> _What you will do_
Scan the listing for "instance" and copy out each line that has it.

> _Record set_
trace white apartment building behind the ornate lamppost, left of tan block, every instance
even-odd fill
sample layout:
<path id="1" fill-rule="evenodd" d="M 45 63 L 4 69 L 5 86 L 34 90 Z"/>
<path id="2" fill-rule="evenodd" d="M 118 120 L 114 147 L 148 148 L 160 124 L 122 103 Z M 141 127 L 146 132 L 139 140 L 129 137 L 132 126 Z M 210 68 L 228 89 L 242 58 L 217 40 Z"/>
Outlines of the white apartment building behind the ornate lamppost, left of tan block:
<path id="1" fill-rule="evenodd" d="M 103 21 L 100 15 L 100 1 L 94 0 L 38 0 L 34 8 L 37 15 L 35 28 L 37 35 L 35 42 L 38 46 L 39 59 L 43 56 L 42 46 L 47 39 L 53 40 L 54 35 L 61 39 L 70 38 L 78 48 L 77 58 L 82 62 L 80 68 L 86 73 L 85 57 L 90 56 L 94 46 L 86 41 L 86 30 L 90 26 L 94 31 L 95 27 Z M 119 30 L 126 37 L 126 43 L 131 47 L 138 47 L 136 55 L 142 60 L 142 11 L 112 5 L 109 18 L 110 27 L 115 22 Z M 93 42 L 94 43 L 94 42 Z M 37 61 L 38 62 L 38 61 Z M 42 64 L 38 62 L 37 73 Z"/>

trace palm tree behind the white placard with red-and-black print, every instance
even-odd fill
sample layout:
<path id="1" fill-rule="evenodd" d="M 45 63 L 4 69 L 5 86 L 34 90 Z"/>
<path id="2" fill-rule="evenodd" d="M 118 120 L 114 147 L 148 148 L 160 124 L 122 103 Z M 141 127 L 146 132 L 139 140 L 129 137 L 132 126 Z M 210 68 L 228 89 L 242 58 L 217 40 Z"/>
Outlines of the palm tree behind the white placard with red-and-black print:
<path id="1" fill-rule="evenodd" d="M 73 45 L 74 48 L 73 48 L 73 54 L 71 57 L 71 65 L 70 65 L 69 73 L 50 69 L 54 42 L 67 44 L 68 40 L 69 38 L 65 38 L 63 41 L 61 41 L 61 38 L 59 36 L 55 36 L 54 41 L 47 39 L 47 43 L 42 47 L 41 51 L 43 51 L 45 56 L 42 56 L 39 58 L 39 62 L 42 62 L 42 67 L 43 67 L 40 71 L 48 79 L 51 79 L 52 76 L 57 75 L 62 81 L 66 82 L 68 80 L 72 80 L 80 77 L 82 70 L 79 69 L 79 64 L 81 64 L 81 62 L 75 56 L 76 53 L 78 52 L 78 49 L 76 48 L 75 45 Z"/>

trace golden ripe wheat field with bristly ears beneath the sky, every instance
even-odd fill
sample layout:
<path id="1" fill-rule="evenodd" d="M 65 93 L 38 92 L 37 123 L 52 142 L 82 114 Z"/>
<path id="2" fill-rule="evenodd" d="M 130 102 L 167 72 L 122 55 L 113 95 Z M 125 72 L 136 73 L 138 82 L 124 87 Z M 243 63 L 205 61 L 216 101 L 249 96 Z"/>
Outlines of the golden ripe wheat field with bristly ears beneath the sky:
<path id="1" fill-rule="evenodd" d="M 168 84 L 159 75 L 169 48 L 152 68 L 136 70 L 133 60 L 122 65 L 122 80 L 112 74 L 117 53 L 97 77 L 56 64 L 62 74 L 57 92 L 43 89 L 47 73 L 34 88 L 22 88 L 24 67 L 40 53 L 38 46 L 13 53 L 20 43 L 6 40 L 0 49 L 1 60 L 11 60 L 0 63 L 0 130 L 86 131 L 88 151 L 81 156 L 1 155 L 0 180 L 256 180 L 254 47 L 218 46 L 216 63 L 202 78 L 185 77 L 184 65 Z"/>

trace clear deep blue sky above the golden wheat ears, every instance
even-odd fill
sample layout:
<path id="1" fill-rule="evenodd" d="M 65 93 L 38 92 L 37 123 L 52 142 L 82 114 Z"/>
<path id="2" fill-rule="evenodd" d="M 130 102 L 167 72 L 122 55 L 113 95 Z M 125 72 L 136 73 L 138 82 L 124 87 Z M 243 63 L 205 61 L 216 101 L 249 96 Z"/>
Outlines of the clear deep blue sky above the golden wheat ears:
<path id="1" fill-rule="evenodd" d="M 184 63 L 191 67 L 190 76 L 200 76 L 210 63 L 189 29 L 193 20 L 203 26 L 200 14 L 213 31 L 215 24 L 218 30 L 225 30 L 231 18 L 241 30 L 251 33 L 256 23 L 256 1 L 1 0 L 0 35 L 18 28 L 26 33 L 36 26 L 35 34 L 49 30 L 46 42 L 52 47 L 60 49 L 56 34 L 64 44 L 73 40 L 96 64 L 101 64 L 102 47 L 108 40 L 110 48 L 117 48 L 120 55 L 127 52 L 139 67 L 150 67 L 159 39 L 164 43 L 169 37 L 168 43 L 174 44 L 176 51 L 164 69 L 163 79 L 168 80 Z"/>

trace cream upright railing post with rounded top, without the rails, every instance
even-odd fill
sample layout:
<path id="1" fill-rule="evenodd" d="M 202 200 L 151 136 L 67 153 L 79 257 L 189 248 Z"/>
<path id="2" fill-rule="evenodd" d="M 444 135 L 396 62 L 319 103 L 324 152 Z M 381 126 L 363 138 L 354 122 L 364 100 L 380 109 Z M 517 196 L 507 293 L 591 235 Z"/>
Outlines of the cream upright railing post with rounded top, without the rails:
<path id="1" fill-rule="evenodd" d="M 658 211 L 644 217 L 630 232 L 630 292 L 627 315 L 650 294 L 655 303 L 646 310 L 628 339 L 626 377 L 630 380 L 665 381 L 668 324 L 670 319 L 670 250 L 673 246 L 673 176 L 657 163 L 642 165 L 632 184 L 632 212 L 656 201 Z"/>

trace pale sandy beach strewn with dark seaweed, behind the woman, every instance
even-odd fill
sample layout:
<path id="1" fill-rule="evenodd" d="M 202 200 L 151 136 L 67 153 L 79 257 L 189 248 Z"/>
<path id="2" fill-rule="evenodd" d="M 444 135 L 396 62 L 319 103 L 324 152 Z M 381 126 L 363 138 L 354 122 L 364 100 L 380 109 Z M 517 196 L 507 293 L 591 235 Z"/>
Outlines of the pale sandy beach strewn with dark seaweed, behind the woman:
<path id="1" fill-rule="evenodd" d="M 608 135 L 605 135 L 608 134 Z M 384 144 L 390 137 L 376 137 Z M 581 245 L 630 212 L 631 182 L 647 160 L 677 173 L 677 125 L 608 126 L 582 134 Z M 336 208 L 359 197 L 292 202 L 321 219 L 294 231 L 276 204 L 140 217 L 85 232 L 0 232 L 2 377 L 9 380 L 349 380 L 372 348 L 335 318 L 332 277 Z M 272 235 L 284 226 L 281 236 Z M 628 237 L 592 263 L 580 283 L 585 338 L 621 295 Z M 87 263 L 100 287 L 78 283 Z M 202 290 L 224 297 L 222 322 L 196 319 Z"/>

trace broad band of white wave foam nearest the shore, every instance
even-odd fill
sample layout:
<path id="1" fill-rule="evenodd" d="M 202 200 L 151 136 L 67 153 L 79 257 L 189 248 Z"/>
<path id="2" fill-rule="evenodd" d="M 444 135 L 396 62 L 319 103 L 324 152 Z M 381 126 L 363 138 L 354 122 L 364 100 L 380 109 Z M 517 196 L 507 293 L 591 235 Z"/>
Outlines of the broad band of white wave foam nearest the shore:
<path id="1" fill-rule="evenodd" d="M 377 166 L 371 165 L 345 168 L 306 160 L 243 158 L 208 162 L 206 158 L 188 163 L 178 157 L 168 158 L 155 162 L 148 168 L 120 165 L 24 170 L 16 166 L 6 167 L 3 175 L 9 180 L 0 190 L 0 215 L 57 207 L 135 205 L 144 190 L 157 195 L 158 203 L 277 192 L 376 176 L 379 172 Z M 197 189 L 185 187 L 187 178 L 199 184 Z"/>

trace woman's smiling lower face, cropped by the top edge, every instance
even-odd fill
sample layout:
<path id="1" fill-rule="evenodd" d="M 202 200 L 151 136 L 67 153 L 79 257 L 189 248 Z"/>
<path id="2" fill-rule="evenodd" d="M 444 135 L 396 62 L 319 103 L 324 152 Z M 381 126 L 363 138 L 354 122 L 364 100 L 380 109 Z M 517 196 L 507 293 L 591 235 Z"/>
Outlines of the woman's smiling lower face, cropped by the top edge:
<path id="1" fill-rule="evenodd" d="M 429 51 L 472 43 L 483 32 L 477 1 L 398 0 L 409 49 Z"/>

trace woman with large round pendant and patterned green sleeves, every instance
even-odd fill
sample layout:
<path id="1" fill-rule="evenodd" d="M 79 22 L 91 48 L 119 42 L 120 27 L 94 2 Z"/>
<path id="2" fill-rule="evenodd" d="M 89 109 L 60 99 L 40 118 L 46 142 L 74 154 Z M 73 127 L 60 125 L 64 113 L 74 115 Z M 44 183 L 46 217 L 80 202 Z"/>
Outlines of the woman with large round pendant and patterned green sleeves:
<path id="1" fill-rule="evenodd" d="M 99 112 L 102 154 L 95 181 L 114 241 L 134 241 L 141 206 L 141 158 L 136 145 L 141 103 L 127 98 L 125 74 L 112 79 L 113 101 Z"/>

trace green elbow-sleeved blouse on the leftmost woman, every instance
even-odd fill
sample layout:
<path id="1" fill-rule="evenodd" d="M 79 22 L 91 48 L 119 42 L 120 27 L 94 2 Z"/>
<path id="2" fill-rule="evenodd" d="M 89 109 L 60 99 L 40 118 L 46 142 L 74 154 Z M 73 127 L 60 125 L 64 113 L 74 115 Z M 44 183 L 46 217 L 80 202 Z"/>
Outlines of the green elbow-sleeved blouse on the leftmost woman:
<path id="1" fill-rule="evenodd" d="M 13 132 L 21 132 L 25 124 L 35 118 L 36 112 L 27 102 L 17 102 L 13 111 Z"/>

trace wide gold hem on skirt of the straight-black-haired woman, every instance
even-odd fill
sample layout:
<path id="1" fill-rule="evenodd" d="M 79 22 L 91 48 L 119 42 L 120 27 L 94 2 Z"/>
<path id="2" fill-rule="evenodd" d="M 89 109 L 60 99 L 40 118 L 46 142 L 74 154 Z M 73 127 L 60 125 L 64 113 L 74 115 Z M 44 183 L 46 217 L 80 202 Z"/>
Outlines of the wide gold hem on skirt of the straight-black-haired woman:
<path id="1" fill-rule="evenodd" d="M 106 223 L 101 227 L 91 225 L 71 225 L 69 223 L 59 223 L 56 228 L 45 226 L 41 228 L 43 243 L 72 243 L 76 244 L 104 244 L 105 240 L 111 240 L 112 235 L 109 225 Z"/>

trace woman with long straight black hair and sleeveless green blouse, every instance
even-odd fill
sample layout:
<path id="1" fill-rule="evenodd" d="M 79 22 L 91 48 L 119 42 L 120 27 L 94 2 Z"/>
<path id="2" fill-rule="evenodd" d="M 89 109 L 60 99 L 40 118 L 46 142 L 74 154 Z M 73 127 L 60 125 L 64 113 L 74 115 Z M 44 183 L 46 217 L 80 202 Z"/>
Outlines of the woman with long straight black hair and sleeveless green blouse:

> _Solution_
trace white apartment building behind the ornate lamppost, left of tan block, every instance
trace palm tree behind the white placard with red-and-black print, every instance
trace golden ripe wheat field with bristly ears beneath the sky, every instance
trace clear deep blue sky above the golden wheat ears, every instance
trace cream upright railing post with rounded top, without the rails, every instance
trace pale sandy beach strewn with dark seaweed, behind the woman, every instance
trace broad band of white wave foam nearest the shore, every instance
trace woman's smiling lower face, cropped by the top edge, every instance
trace woman with large round pendant and patterned green sleeves, every instance
trace green elbow-sleeved blouse on the leftmost woman, every instance
trace wide gold hem on skirt of the straight-black-haired woman, every instance
trace woman with long straight black hair and sleeveless green blouse, every instance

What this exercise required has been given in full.